··· DATA LINES ···
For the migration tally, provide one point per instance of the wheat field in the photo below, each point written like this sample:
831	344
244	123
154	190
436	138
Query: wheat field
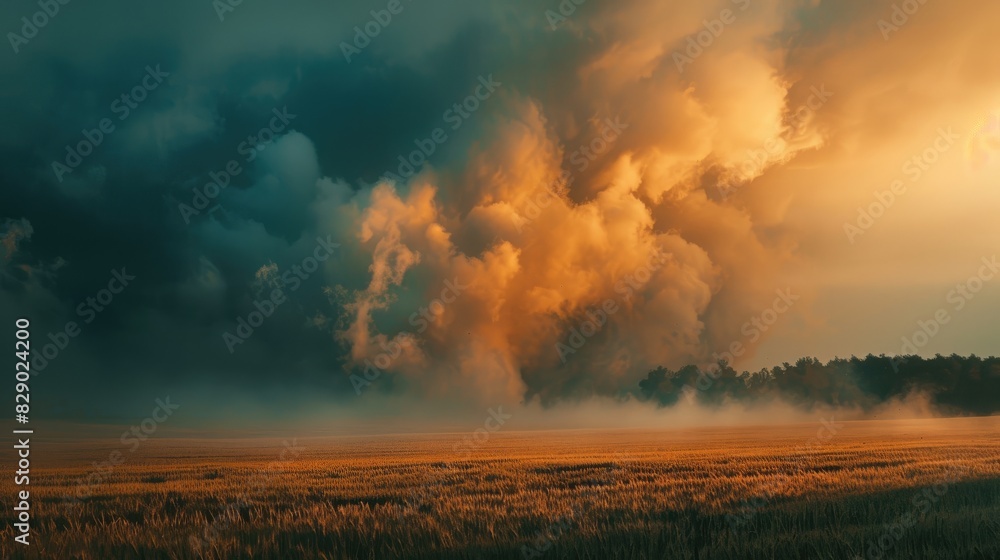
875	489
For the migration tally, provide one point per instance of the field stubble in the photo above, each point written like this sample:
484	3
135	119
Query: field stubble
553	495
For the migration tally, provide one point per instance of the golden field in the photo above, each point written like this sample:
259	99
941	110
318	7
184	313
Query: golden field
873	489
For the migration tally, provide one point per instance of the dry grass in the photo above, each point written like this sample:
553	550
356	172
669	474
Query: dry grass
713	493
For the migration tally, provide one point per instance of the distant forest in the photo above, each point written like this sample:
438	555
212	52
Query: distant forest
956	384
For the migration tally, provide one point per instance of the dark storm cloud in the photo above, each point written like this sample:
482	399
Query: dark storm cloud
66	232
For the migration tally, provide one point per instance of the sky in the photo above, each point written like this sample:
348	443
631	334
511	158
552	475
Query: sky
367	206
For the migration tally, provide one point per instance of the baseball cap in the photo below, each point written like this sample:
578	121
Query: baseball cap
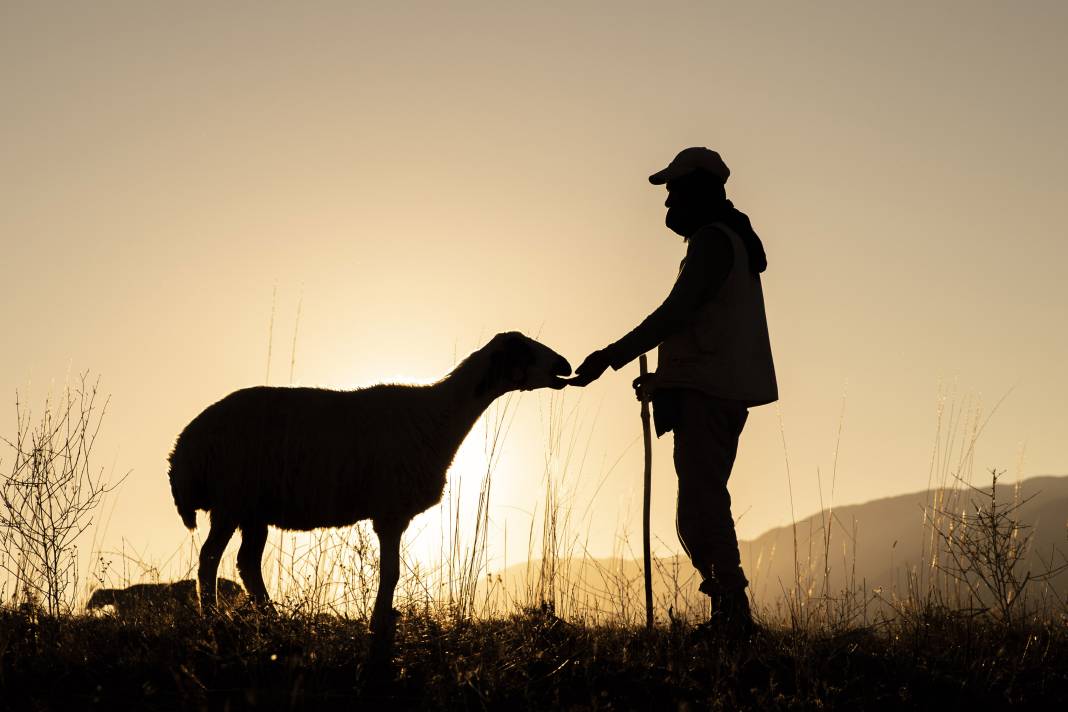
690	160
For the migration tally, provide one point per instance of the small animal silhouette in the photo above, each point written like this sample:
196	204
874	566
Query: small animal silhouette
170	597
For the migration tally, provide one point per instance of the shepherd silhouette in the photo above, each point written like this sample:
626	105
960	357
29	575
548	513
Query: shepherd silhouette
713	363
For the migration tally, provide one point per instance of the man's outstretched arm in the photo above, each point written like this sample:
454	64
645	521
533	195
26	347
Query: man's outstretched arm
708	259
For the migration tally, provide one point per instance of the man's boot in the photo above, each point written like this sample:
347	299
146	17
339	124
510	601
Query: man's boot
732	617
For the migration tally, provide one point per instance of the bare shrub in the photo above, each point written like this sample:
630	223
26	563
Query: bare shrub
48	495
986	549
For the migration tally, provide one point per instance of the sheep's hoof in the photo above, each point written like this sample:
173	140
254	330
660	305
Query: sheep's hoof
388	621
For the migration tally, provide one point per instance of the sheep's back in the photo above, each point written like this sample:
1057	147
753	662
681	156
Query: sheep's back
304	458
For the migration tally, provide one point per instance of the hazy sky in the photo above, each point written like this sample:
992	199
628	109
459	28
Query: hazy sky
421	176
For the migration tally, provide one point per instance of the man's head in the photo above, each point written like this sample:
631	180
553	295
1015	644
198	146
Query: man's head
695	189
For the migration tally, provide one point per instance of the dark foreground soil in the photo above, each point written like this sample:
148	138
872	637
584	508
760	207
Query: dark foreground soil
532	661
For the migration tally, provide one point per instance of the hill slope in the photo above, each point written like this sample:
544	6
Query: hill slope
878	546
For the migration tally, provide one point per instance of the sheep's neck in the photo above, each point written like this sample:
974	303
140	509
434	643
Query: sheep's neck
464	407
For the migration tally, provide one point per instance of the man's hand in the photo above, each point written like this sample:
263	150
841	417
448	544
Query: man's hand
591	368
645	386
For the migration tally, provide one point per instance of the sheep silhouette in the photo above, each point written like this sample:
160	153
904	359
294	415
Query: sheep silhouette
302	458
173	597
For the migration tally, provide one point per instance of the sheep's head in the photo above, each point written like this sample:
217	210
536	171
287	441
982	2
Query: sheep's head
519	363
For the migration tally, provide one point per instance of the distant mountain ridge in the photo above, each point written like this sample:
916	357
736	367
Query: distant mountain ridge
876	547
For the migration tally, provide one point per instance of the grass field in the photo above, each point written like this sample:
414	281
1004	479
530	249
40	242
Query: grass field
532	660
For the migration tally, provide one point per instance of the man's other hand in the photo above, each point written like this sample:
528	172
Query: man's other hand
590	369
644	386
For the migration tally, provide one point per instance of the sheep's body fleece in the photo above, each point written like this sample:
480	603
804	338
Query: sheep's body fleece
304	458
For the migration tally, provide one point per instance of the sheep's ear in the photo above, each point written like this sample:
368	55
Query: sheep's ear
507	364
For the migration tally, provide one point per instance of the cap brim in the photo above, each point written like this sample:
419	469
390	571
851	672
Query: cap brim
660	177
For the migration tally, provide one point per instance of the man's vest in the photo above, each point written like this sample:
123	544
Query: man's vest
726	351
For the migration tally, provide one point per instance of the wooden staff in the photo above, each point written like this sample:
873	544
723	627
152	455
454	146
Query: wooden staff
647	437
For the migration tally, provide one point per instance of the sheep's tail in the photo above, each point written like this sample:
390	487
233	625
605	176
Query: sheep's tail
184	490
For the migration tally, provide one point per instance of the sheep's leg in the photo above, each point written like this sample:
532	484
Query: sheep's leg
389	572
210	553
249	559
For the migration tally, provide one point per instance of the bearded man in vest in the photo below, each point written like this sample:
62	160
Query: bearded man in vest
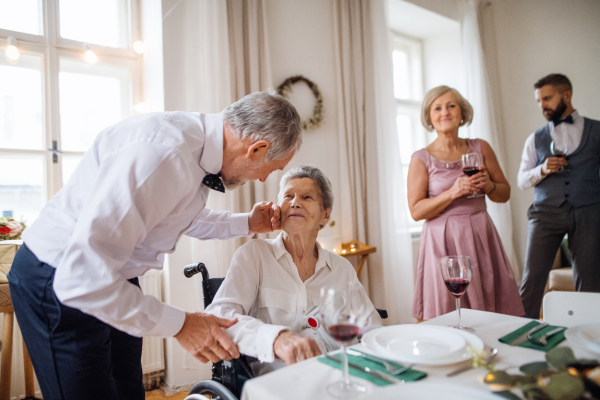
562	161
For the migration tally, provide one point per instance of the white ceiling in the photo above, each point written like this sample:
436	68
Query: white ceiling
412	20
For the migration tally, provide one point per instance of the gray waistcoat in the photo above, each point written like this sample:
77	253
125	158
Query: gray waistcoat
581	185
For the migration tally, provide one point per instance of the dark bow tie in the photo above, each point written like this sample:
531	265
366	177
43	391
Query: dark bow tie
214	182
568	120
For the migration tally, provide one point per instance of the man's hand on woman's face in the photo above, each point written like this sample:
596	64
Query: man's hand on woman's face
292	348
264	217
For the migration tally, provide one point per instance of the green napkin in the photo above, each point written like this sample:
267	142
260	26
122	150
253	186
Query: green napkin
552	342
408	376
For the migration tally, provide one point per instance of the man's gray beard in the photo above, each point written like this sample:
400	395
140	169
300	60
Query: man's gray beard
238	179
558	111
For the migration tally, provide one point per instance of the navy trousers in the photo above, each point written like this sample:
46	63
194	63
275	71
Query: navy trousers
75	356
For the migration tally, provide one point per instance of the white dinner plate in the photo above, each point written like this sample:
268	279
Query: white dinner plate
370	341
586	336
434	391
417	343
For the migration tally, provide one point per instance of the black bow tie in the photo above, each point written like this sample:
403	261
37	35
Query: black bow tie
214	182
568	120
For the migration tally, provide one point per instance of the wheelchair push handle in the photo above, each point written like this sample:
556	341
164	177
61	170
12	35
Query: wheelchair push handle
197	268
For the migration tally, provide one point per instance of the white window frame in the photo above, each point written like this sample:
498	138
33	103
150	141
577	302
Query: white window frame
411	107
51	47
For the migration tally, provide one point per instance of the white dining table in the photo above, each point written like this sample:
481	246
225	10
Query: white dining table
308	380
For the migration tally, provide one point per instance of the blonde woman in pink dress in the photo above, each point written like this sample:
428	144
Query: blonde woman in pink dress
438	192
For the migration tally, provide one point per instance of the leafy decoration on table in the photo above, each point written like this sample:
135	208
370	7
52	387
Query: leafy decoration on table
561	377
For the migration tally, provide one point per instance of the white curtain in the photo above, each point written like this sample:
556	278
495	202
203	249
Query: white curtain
···
Extract every line from the one containing "the white dining" through the last line of the data, inclusive, exactly as written.

» **TASK OUTPUT**
For the migration tally, provide one point per instance of the white dining table in the photo above, each point written like this sample:
481	246
225	10
Query: white dining table
308	380
For the migration tally, provide one point per instance of the blonde woman in pink dress in the photo above, each point written like this sample:
428	144
Query: blonde woman in pink dress
438	192
For the migration tally, provide one point per instance of the leafy decoration on table in the photo above, each point written like this sample:
135	208
370	7
52	387
Query: leafy decoration on table
561	377
For the migration tally, provide one point per instance of the white curtain in the photo above, each point written like this sample:
556	278
495	202
203	249
Query: white curtain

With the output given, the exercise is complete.